• **What is required**: When you reach the line containing "task | point to each instance of the man in" in the entries below, begin reproducing lines exactly, and stop once the line containing "task | point to each instance of the studio" is done.

(Items from a data source)
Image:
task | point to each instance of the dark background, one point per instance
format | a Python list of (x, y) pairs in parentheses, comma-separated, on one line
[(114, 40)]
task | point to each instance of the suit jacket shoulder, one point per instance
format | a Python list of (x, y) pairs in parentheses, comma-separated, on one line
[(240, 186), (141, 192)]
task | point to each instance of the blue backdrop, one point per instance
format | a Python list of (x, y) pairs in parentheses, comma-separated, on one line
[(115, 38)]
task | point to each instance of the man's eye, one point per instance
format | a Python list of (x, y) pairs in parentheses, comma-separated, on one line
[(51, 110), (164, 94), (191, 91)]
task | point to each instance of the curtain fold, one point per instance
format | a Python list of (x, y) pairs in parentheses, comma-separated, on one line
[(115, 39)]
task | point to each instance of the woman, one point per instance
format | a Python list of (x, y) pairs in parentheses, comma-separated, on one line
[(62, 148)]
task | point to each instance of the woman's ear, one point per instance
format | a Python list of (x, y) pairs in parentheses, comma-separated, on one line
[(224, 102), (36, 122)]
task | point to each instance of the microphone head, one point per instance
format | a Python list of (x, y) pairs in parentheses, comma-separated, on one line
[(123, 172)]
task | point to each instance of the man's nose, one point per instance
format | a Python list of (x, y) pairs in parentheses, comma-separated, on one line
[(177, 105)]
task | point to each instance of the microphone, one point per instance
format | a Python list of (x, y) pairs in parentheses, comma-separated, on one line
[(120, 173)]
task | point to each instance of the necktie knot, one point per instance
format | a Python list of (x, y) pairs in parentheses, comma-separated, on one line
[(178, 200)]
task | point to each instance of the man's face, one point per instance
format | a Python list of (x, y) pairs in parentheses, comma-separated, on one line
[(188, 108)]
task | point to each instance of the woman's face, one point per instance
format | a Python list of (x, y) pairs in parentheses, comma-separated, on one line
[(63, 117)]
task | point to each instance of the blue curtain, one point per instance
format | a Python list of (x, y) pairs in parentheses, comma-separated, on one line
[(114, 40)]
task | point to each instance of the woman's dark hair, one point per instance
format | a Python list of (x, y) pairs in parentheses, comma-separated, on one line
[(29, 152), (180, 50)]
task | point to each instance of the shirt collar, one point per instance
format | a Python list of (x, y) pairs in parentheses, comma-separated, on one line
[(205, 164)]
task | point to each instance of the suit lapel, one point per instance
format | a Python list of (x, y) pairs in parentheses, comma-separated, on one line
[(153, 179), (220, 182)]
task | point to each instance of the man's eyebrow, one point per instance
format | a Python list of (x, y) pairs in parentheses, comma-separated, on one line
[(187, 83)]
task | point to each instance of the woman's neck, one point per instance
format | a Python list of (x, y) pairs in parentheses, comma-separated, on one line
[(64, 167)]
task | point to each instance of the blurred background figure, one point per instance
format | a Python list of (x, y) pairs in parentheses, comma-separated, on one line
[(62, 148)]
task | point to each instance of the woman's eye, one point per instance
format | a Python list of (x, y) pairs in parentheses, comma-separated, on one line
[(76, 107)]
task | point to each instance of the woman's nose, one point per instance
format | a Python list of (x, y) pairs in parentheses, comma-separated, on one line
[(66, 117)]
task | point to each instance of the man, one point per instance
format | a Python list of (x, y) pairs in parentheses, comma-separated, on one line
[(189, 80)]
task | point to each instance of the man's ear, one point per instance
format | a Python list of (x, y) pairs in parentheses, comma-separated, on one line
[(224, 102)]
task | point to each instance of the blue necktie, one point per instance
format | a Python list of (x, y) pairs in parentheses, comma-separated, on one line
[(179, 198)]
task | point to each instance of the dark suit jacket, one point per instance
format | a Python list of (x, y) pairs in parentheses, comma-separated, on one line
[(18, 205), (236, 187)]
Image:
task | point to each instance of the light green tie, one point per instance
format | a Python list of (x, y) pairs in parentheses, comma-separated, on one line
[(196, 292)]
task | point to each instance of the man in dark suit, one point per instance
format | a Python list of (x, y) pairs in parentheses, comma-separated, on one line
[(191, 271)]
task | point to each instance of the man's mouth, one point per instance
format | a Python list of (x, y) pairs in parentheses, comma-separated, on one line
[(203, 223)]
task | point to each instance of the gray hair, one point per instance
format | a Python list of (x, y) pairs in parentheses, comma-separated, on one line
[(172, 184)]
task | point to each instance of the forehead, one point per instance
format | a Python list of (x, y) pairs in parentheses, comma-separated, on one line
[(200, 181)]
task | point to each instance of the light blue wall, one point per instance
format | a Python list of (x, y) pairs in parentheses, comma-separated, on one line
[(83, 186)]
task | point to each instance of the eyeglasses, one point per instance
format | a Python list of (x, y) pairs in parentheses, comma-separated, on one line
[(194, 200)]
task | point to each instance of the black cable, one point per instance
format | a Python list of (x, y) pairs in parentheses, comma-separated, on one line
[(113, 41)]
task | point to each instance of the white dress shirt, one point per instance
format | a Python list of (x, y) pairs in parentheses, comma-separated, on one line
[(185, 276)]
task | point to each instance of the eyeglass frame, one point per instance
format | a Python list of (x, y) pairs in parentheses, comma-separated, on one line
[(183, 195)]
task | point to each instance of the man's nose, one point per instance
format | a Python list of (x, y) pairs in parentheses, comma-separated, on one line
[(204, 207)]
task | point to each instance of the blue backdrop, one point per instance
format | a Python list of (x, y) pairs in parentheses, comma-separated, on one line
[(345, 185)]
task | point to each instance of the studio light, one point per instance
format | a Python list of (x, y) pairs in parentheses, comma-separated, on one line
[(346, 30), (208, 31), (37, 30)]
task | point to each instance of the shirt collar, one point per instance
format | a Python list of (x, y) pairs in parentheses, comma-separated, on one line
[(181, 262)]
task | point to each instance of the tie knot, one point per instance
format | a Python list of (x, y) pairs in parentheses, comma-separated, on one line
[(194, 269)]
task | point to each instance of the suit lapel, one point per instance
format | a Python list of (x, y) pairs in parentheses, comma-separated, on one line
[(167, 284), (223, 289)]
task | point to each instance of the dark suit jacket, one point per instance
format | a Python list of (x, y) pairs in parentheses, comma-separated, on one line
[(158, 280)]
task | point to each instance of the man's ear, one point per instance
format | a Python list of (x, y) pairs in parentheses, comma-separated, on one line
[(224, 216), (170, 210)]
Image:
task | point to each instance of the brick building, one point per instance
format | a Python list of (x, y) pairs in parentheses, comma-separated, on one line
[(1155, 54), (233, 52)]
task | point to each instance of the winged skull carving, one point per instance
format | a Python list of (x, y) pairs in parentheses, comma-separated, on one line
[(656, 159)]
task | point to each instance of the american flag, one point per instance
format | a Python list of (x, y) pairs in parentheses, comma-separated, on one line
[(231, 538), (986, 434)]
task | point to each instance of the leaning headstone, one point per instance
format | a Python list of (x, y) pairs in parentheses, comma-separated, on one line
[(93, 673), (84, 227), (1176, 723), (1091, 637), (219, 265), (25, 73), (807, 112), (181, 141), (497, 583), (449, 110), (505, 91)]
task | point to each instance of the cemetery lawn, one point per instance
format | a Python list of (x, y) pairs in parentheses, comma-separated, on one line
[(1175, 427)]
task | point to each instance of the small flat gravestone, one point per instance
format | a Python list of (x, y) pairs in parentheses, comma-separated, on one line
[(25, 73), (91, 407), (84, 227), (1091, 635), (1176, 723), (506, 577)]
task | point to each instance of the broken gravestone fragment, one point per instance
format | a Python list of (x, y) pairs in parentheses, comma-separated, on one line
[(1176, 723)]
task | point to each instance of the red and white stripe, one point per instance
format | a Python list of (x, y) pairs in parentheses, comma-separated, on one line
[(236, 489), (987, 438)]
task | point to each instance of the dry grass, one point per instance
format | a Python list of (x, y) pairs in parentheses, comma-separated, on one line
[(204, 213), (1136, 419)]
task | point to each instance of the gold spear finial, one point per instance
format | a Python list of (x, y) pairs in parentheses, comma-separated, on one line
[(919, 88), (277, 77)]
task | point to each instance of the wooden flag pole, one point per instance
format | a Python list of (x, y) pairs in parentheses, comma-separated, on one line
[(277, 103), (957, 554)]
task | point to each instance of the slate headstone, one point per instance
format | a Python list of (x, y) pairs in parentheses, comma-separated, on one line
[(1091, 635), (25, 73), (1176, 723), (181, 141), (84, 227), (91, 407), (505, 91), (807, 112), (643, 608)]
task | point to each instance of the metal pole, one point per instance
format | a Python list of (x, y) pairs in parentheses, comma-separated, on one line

• **Worked solution**:
task | point to each instance of the man in dark suit, one point per instance
format | a Python list of (x, y) pairs in parentheses, comma-separated, on one line
[(191, 271)]
task | point to each instance of the man's mouth, one point per instance
format | a Python list of (x, y) pairs in parentheses, comma-separated, on one line
[(203, 223)]
task | point to each instance of the gray hair, one point per instance
format | a Python list of (x, y) pairs in parentheses, comma-separated, on one line
[(172, 184)]
task | point to each instance of the forehead, one point per instance
format | a Python list of (x, y) pairs in parentheses, comma-separated, on one line
[(200, 181)]
task | point to each instance of the light blue wall, one point per instance
format | a Python list of (x, y) pairs in parentheses, comma-separated, on one line
[(83, 186)]
task | point to each instance of the eyeglasses, one point per instance
format | a Python list of (x, y) pairs in parentheses, comma-separated, on one line
[(194, 200)]
task | point to each instance of the black cable, one point per instance
format | a Python list of (x, y) pairs in parentheses, comma-separated, on one line
[(113, 41)]
task | point to each instance of the white dress shirt, one point per instance
format | a Python list of (x, y) pairs in parentheses, comma-separated, on one line
[(185, 276)]
task | point to each instance of the eyeglass frame, one point per instance
format | a Python list of (x, y) pairs in parentheses, comma-separated, on one line
[(183, 195)]
task | point to each instance of the man's nose, one point per instance
format | a Python list of (x, y) pairs in parentheses, comma-separated, on one line
[(204, 207)]
task | point to each instance of the blue backdrop, one point per instance
format | a Python list of (x, y) pairs in parentheses, comma-separated, on one line
[(345, 185)]
task | point to each instance of the studio light, one point per instance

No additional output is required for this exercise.